Problems to solve:
1. Copy the Corniche Esterel text word for word, beginning at the words "Rocky coastline south" and stopping after "better than others.".
2. Decide whether each statement agrees with the Corniche Esterel text, answering yes or no and quoting the words of the text that settle it: (a) The Massif Esterel was formed by volcanic activity. (b) Parking at the beach area with the picnic area must be paid for. (c) The water is recommended for young children.

Rocky coastline south of Cannes

The stretch of coast between St Raphael and Cannes is known as the Corniche Esterel. There are many small beaches and coves along this route, some better than others.

The best way to explore this part of the coast is on one of the boat trips that take you directly from Cannes, hiring a boat for the day, or better still chartering a yacht so that you can moor up in one of the tranquil coves and spend a few days enjoying this magnificent scenery.

This area is so spectacular thanks to the backdrop of the Massif Esterel and its forested hillsides. The Massif Esterel was produced by volcanic activity in the area and the end result is bulbous red rock mountains that thrust up against the Mediterranean sky. The vivid contrast of green forest, red rock and blue sky is reminiscent of Utah & Ayres rock.

The beach area is made up of sand at the rear and (very) large rounded pebbles at the waters front. There is a picnic area & water sports and free parking. Around the corner from Drumont is the small resort town of Agay. Pleasant enough, it has several sandy beaches and calm, clear waters.

On the other side of the bay, you'll find a very pretty small beach - Plage Baumette - with its wonderful blue-green sea and lush vegetation. Beyond Agay is where you'll see the red rocks of the Massif Esterel. The beaches become rocky coves, accessible via steps cut into the cliffs. The Plage des Anglais has a tiny beach and pier where you can sit and enjoy the blue-green sea, the red cliffs in some peace and quiet.

Cap Antheor provides more accessible sandy-pebbly beaches, shaded by palm trees with the stunning red mountains as the backdrop. The terrain then becomes more rugged and it's back to climbing down steps to discover hidden coves where sailing boats often drop anchor. the area around Vila Dani is particularly recommended if you are lucky (or early) enough to bag a parking spot.

The final resort town at the north end of the Cornich is Theole sur Mer - a rather charming and pretty town with a couple of sandy beaches and a cute marina.

Setting & location

The beaches that start from St Raphael are small and sandy (coarse, gravelly sand) and sit right next to the coastal road. Plage du Veillat, Peyguiere Plage, Plage de la Pescade & Plage de Poulouris all fall into this category. Further up (north) from St Raphael, you'll find Plage du Dramont. This is where the Allies disembarked in 1944 with 900 boats and 450,000 men.

Water safety & clarity

The clear water is stunning but there are quite a lot of rocks in the water. Good for snorkelling but not so great for young children or less confident swimmers.

Beach quality

The beaches here are made up of a mixture of sand and some rounded pebbles.

Record set:
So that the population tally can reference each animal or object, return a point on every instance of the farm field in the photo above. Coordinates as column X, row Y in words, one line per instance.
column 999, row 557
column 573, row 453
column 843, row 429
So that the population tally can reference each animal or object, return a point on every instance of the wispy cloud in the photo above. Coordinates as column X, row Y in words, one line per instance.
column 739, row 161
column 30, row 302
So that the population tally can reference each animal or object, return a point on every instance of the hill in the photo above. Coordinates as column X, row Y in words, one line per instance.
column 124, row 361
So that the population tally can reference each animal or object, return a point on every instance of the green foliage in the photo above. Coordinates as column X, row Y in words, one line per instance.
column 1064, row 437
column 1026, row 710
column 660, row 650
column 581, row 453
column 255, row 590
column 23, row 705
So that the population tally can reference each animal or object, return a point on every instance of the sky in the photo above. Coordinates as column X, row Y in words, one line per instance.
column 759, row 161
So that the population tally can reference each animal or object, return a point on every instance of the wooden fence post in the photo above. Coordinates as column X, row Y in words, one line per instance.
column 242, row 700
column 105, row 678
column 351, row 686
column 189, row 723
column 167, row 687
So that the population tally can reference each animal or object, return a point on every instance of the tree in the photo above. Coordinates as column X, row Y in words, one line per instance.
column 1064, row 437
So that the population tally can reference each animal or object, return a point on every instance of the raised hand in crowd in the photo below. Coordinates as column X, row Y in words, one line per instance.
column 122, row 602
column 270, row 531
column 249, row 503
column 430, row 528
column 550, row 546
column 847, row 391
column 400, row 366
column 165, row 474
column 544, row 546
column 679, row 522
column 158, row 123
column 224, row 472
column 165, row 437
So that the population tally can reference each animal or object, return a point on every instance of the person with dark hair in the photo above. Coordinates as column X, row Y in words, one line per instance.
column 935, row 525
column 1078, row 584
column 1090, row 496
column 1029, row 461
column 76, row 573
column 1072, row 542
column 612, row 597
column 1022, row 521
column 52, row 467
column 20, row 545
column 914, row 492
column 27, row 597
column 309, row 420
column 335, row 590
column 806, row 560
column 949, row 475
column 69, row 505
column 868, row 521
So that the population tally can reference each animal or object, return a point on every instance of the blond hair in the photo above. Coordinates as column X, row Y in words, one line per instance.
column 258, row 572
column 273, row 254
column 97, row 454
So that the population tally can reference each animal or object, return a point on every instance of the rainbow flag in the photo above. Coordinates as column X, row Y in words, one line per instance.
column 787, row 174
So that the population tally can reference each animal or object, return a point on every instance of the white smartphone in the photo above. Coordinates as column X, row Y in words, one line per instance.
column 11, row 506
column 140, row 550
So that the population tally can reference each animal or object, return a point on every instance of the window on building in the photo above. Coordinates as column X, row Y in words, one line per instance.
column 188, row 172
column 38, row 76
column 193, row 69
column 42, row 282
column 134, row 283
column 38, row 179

Solutions to the tasks:
1.
Rocky coastline south of Cannes

The stretch of coast between St Raphael and Cannes is known as the Corniche Esterel. There are many small beaches and coves along this route, some better than others.

2.
(a) Yes: "The Massif Esterel was produced by volcanic activity in the area"
(b) No: "There is a picnic area & water sports and free parking."
(c) No: "Good for snorkelling but not so great for young children or less confident swimmers."